━━━ Text
Yes, that’s true. It’s evident that you’re the architect here.
You can also put curtains around the cage to cover & uncover one or side or the other.
Dyveke says the cage is to keep birds from getting in and drowning. I like the curtains idea.
also very true… little rodents would be worst
I could see a roof made of hard, thick, transparent corrugated plastic, and around the sides a system of curtains that could be adjusted depending on sunshine or privacy concerns.
Question: how do you fill and empty the tub without having to carry vast quantities of water?
The thought of the tub in the apple tree makes me think of this.
Birds are too smart to drown in a bathtub unter freiem Himmel. Slugs and midges, on the other hand, are pretty dumb – and won’t be held back by chicken wire. Without the hindrance, every morning you would have robins perched on the tub rim bursting with matutinal melody.
The word bur reminds me of the German das Bauer, meaning “birdcage”. Not to be confused with der Bauer, as in “the dumbest farmer grows the biggest potatoes”. Duden sez the origin of both is the Old High German bur = house, room, cell: “eigentlich” “living companion”, “somebody who lives in the same village” (Mitbewohner, Dorfgenosse).
M-l, great ideas. You can always be an architect if the linguistics thing doesn’t work out. We fill the tub with a hose from the kitchen. Emptying it is easy, we just pull out the plug and the water drains on to the ground.
Ø, we’re maybe going to try the tub in the tree at our log cabin in the mountains. I’ll let you know how it works out (if I survive).
G. What is it with farmers? Bønder, farmers in Norwegian, is pronounced exactly like bønner, or beans. “Go and ask the beans for a plate of farmers”, or vice versa.
In a German restaurant we once had excellent pork steak with delicious beans. What, we enquired, was the herb used on the beans? The waiter was delighted to spend minutes in the kitchen quizzing the staff. He returned to announce, with pride, that they had used bohnenkraut.
Bohnenkraut is an herb that I like very much. Apparently it’s called “savory” or “summer savory” in English. I had never heard of or encountered it in the States. Is it used much nowadays (outside of Germany) ?
I’m going out to get some as soon as the markets open tomorrow.
Thanks for the compliment, AJP. A roof such as I describe would keep the insects out of the tub.
(Summer) savoury (Fr sarriette) seems to be quite popular in Canada, at least here in Nova Scotia where there is a small French-speaking village called Memramcook (a name from the Mikmaw language) which is famous for its annual crop of summer savoury. I think that this herb is added to hearty dishes such as stews, along with thyme or other mild herbs, whether fresh or dried. There is actually a fair amount of old German influence in one part of the province, where German soldiers who had fought the American revolutionaries were settled by the British government of the time.
When I was a child we sang a little song which started and ended with:
Jeannot Lapin
dés le matin
broute la sarriette et le thym
(“Johnny Rabbit/from early morning/nibbles on savoury and thyme”).
Das Bauer = ‘birdcage’
This word is probably related to English bower.
We grow both savouries, summer and winter: my point was just that the German name was a bit disappointing at the time – your beans were delicious because we cooked them with beanherb.
━━━━━━
━━━ Data block
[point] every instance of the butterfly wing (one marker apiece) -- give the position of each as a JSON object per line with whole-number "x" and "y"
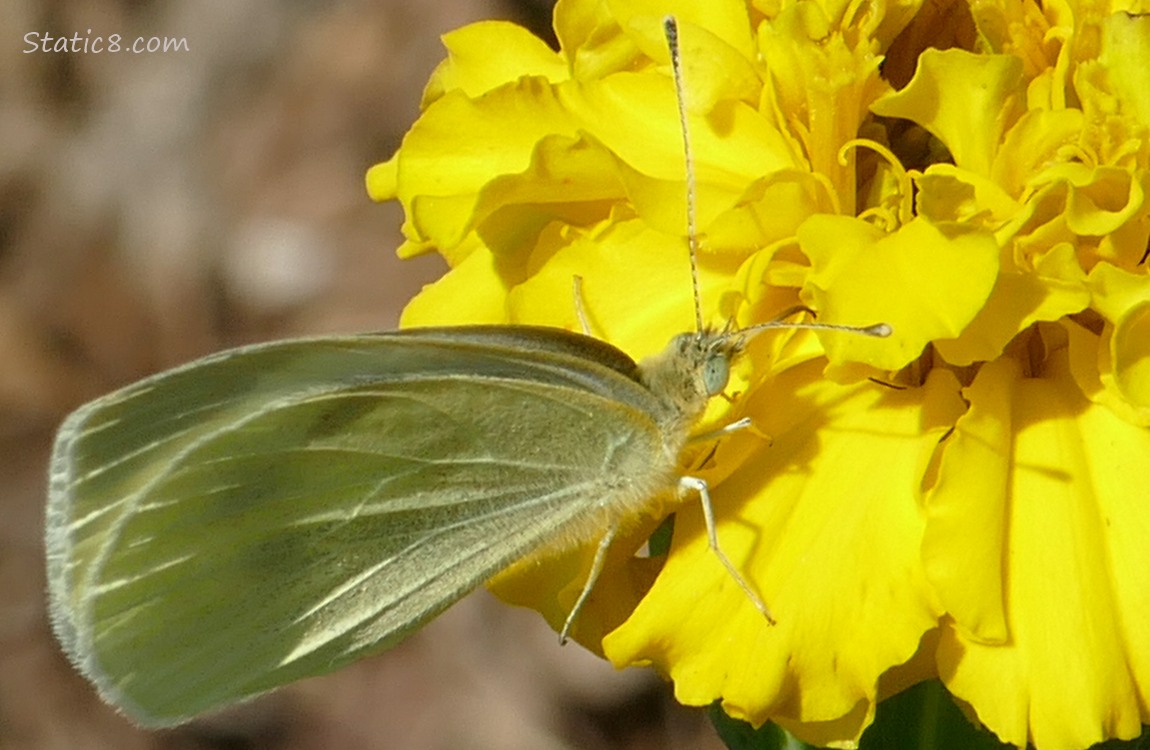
━━━━━━
• Task set:
[1] According to the comment thread, how is the tub filled?
[2] From the comment thread, retype everything from "also very true…" down to "quantities of water?".

• Solved tasks:
[1] It is filled with a hose from the kitchen.

[2]
also very true… little rodents would be worst
I could see a roof made of hard, thick, transparent corrugated plastic, and around the sides a system of curtains that could be adjusted depending on sunshine or privacy concerns.
Question: how do you fill and empty the tub without having to carry vast quantities of water?